--- EXERCISE PROMPT ---
Looking at the material below, work out how many of its lines hold the string "woman". Give that figure alone.

--- RECORDS TO USE ---
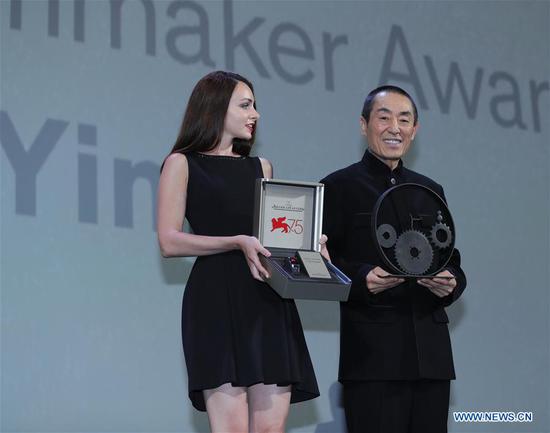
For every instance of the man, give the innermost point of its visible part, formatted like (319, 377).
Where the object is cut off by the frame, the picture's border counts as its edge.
(395, 353)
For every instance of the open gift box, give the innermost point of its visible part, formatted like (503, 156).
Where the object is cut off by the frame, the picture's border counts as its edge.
(288, 218)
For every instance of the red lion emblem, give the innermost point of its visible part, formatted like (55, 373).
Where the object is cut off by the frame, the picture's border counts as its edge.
(279, 223)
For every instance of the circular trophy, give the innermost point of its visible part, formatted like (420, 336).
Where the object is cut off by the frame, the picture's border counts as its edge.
(413, 230)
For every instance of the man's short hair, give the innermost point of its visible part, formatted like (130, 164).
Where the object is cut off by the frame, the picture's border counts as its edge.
(369, 101)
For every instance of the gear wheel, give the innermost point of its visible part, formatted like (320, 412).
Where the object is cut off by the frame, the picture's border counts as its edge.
(441, 235)
(413, 252)
(386, 235)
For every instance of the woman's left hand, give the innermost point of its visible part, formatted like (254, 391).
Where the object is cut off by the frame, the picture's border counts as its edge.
(324, 250)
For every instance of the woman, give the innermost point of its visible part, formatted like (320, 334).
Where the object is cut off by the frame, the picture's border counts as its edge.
(244, 346)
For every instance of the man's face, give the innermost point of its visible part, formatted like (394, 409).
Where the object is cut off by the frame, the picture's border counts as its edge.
(390, 128)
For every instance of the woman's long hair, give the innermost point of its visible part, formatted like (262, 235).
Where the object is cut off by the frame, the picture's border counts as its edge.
(202, 126)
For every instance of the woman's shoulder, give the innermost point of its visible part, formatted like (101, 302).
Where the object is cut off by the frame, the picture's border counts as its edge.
(175, 162)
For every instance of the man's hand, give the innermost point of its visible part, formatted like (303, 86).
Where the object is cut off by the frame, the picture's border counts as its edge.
(376, 283)
(440, 287)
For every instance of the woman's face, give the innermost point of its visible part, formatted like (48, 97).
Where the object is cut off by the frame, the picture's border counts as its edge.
(241, 116)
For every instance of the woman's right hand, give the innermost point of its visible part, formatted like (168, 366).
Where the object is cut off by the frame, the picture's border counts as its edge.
(251, 248)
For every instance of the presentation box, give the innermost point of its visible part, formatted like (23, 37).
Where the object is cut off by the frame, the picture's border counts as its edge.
(288, 219)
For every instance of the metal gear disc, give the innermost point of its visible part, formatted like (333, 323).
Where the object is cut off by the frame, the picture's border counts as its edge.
(413, 252)
(386, 235)
(441, 235)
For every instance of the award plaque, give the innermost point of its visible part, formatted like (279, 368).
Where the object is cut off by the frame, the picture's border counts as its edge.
(413, 230)
(288, 221)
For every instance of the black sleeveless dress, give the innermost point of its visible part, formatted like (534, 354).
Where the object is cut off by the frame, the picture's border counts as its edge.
(235, 329)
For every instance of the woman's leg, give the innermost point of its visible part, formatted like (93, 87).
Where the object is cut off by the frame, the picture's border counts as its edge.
(227, 409)
(268, 407)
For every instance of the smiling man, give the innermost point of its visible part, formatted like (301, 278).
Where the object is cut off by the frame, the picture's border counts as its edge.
(395, 353)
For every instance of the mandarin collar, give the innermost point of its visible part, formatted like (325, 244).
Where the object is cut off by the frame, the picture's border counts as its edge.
(374, 165)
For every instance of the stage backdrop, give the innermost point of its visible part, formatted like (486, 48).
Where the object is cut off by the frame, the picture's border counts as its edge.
(92, 94)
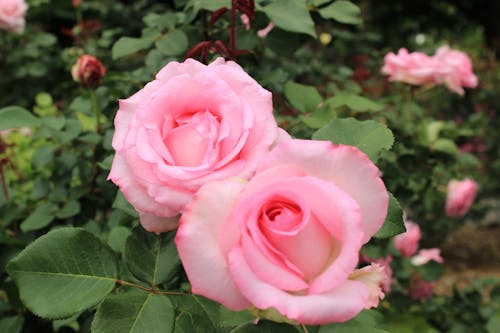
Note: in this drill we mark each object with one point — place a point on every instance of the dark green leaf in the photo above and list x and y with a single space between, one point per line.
173 43
343 12
64 272
40 217
304 98
369 136
151 258
393 224
134 312
127 45
16 116
291 15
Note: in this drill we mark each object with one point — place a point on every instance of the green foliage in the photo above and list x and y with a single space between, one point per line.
369 136
64 272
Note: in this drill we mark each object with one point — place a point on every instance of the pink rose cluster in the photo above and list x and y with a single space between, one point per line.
408 243
267 222
12 13
460 196
450 67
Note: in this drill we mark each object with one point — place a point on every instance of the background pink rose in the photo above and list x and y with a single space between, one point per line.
12 14
460 196
289 239
193 124
455 69
413 68
407 242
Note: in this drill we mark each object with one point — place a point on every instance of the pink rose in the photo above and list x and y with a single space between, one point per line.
289 239
193 124
407 242
88 70
414 68
426 255
455 69
460 196
12 14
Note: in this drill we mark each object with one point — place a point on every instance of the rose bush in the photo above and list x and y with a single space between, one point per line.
460 196
12 13
289 239
193 124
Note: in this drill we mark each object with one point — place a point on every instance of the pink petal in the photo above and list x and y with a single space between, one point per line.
198 240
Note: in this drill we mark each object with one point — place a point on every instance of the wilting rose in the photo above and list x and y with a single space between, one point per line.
407 242
414 68
425 255
88 70
289 239
460 196
12 13
193 124
455 69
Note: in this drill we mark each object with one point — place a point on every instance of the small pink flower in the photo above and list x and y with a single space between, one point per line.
414 68
455 69
262 33
407 242
193 124
460 196
88 70
12 13
289 239
426 255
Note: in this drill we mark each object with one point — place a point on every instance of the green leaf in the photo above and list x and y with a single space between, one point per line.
394 223
173 43
369 136
151 258
128 45
291 15
134 312
12 324
366 321
343 12
304 98
354 102
16 116
64 272
40 217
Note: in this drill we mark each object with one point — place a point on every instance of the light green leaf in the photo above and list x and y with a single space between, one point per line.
291 15
128 45
366 321
151 258
343 12
173 43
369 136
393 224
134 312
16 116
40 217
353 102
64 272
304 98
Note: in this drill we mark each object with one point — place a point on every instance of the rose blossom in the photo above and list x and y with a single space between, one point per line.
289 239
455 69
407 242
88 70
193 124
414 68
460 196
12 13
426 255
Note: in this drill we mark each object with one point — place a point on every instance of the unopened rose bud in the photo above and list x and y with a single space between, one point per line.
88 70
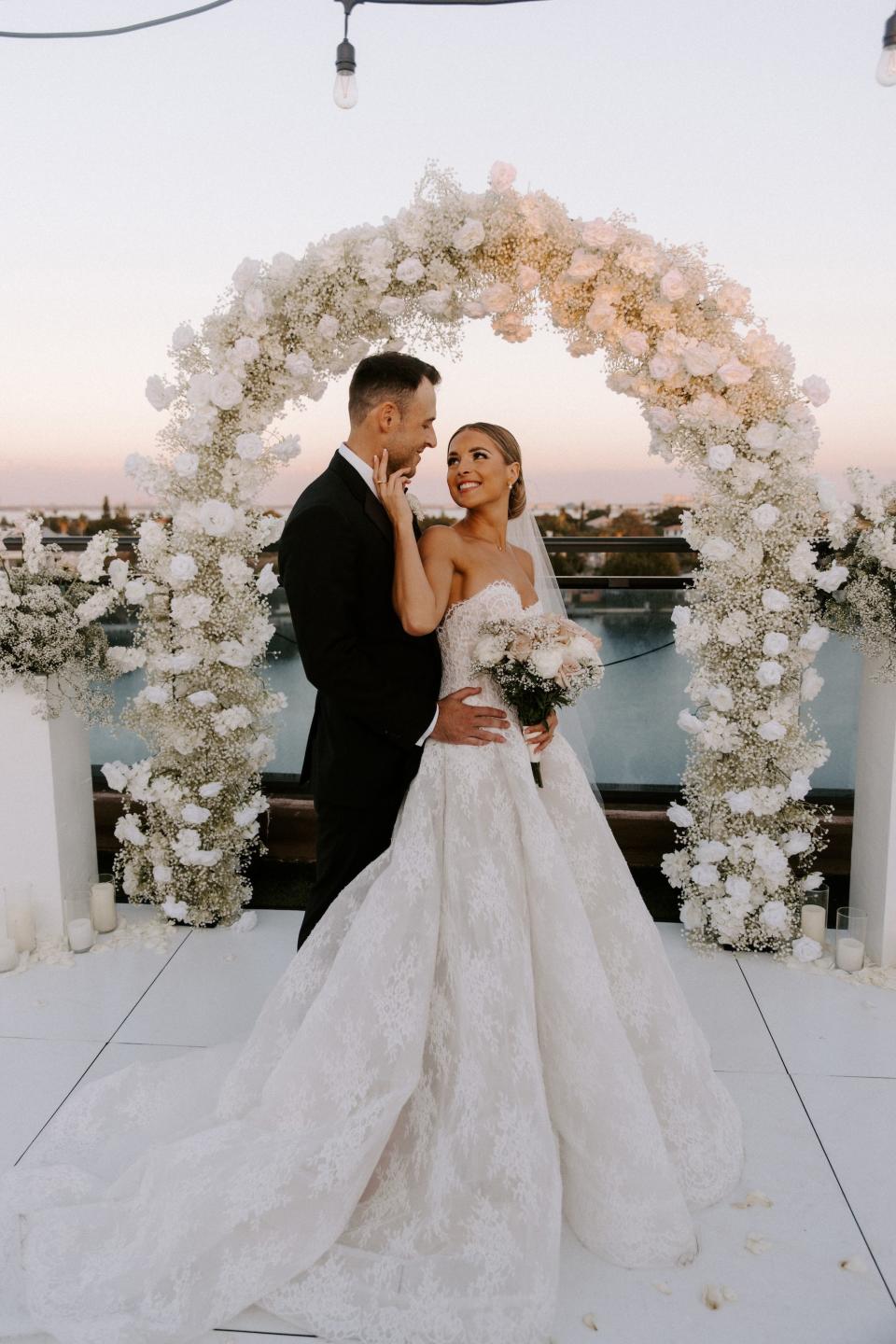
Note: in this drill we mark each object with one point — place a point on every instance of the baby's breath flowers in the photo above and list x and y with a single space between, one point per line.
718 394
49 637
861 540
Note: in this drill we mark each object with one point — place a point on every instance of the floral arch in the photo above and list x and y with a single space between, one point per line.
718 394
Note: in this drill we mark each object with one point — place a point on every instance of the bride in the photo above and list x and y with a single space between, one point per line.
483 1035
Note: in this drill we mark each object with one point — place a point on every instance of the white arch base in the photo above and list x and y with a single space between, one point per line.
48 833
872 883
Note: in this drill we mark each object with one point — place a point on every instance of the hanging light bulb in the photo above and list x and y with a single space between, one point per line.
345 86
887 64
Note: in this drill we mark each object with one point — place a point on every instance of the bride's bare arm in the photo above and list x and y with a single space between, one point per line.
424 574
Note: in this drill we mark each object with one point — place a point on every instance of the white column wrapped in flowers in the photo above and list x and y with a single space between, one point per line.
718 394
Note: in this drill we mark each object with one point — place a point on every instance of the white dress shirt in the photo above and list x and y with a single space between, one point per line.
366 472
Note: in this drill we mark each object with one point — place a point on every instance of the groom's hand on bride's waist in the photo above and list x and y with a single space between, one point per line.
468 724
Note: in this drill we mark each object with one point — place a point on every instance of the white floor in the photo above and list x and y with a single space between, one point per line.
810 1060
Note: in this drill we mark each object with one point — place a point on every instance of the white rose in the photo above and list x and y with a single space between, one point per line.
692 914
217 518
248 446
774 644
159 394
201 699
598 232
763 437
814 637
776 916
183 338
469 235
182 568
673 286
768 672
136 592
186 464
501 176
546 662
716 549
497 297
117 775
774 599
266 581
721 455
635 343
764 516
734 374
797 842
816 390
810 684
410 271
119 571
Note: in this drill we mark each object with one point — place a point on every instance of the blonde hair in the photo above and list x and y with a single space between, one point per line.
510 449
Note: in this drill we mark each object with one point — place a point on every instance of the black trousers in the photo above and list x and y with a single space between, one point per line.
348 839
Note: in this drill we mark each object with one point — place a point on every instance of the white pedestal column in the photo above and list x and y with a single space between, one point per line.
48 833
872 882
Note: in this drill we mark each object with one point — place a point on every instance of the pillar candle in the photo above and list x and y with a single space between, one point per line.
812 922
850 953
79 934
103 906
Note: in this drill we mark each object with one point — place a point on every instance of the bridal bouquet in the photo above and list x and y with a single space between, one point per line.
540 663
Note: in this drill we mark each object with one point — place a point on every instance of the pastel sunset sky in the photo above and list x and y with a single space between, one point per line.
140 170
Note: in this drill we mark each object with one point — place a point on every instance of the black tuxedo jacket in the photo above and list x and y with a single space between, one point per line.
376 686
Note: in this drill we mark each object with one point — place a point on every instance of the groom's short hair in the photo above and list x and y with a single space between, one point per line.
390 376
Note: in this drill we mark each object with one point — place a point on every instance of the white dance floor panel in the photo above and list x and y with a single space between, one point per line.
810 1060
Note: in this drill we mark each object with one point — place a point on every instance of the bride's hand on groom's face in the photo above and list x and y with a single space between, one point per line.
468 724
391 489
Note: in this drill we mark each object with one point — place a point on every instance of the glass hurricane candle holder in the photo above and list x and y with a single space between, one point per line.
852 929
813 916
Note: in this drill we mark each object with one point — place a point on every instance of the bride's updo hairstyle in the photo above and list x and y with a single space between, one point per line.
510 449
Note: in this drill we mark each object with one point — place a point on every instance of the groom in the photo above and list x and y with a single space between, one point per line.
376 686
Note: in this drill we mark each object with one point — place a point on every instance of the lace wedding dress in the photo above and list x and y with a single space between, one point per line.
481 1036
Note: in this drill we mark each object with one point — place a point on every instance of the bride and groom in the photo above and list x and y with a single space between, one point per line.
481 1032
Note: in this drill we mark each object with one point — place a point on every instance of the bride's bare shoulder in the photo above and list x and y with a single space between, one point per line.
440 539
525 561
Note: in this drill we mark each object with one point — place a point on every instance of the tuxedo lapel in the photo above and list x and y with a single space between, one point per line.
364 495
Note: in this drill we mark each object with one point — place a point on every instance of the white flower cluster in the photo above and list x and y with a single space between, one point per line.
861 538
49 605
716 391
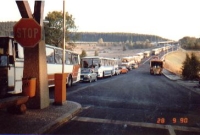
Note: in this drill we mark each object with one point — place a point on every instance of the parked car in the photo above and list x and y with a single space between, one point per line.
88 74
117 71
134 66
123 69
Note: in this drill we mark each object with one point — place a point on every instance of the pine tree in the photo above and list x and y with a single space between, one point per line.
96 53
190 67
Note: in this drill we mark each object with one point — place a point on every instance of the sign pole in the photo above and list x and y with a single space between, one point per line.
64 18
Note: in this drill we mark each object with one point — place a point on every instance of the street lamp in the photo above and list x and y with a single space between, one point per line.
63 64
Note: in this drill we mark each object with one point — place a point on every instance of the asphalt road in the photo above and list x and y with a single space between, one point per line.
134 103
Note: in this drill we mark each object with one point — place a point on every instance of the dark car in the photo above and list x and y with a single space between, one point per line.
117 71
88 74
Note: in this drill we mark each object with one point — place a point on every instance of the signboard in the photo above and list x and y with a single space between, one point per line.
27 32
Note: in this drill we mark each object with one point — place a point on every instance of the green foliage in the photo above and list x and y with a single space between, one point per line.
83 54
190 43
191 67
96 53
54 29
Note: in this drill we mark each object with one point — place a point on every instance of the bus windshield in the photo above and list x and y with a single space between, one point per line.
3 60
90 62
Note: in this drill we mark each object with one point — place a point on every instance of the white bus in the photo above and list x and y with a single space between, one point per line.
128 61
12 64
102 66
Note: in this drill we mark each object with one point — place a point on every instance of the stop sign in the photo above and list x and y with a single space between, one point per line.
27 32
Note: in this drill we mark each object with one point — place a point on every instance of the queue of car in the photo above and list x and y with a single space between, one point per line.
88 74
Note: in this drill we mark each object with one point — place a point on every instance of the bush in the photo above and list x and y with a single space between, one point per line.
191 67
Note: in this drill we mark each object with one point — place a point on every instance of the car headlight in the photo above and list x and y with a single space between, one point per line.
86 76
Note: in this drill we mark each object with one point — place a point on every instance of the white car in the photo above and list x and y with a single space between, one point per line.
88 74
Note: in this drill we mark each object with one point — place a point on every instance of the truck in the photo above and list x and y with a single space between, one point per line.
156 66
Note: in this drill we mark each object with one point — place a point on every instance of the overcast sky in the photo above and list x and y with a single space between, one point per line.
171 19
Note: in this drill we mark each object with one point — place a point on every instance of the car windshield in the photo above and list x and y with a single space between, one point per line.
3 60
86 70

--- RESULT FOR THIS TASK ---
7